#### [Text excerpt]
****************

From: Jike Song <jike.song@intel.com>
To: Alex Williamson <alex.williamson@redhat.com>
Cc: Kirti Wankhede <kwankhede@nvidia.com>,
pbonzini@redhat.com, kraxel@redhat.com, cjia@nvidia.com,
qemu-devel@nongnu.org, kvm@vger.kernel.org, kevin.tian@intel.com,
shuai.ruan@intel.com, zhiyuan.lv@intel.com
Subject: Re: [Qemu-devel] [RFC PATCH v3 3/3] VFIO Type1 IOMMU change: to support with iommu and without iommu
Date: Thu, 05 May 2016 14:55:46 +0800 [thread overview]
Message-ID: <572AEE72.90008@intel.com> (raw)

****************

#### [Given material]

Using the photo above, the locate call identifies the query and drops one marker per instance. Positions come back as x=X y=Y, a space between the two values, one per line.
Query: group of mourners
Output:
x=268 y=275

****************

#### [Objective]
From the mail header, list every email address that ends in @redhat.com.

#### [Solved problem]
alex.williamson@redhat.com
pbonzini@redhat.com
kraxel@redhat.com